Task statement →
Please copy the material below line for line, changing nothing and keeping every line in its original order.

The input →
=====

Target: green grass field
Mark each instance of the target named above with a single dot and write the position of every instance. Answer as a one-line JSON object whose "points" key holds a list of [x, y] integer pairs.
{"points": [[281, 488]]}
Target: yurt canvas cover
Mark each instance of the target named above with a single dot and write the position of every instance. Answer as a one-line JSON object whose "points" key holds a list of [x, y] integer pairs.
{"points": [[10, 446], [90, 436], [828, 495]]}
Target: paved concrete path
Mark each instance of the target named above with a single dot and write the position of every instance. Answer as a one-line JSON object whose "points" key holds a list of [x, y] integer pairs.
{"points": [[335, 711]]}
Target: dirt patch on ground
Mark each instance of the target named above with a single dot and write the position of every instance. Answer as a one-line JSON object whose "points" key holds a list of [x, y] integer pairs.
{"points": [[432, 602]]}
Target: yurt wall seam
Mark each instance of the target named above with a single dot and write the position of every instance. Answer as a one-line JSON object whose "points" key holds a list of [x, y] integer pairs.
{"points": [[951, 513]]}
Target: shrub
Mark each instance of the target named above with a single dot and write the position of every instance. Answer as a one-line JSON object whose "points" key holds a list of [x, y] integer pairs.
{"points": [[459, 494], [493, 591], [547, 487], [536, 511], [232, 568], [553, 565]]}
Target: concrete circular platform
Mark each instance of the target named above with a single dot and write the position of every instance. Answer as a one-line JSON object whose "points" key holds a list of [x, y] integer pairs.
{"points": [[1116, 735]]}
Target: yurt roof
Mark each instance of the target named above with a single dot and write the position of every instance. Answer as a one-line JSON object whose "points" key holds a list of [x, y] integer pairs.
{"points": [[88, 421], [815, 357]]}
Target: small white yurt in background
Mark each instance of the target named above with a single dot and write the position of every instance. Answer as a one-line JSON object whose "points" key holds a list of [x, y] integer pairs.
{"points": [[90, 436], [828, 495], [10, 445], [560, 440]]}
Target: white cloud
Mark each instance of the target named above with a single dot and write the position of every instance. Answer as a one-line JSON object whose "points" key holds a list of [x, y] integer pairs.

=====

Problem solution →
Target: green grass field
Mark each instance of the target named above with a single dot and write the position of every instance. Answer as a one-line JSON object whose "points" key holds a list of [x, y] integer pairs.
{"points": [[281, 488]]}
Target: yurt canvas cover
Mark each instance of the target named above with a single dot and write the position of every instance. Answer as a one-line JSON object whose "points" key holds a list of [x, y] integer pairs.
{"points": [[10, 446], [90, 436], [828, 495]]}
Target: paved concrete path
Mark each instance of the target named above with a single dot and write the position of every instance. Answer as a one-line JSON object whose "points" key holds a list of [x, y] integer pairs.
{"points": [[335, 711]]}
Target: dirt patch on ground
Mark each instance of the target named above with a single dot and write the position of every instance. Answer as a one-line JSON object whose "points" key holds a list of [x, y] integer pairs.
{"points": [[432, 602]]}
Target: yurt wall seam
Mark each instance of the target named above with a single dot and write the position of every instance. Answer as a one-line JSON object whose "points" key holds a list of [x, y] integer pairs.
{"points": [[951, 513]]}
Target: shrub
Mark each instance of the target named above with a single dot and write the position of every instance. Answer as a one-line JSON object whose "points" key holds a list of [x, y] integer pairs.
{"points": [[459, 494], [493, 591], [547, 487], [536, 511], [232, 568], [553, 565]]}
Target: concrete circular platform
Mark each instance of the target named above with a single dot and write the position of every instance. Answer as a one-line JSON object whose "points" key holds a list of [x, y] integer pairs.
{"points": [[1116, 735]]}
Target: yurt roof
Mark each instance of the target named above with a single dot and write the position of every instance. Answer as a one-line JSON object whose "points" key holds a list of [x, y] integer pairs.
{"points": [[88, 421], [815, 357]]}
Target: small white yurt in background
Mark each instance of the target named above with a single dot and write the position of every instance. Answer as a one-line JSON object whose "points" key holds a list of [x, y] integer pairs.
{"points": [[90, 436], [828, 495], [10, 445], [560, 440]]}
Target: white cloud
Mark each instance of the target named above with a single dot and write the position of every instance. Answer as a one-line JSON object whose "points" key holds a list of [x, y] integer pairs.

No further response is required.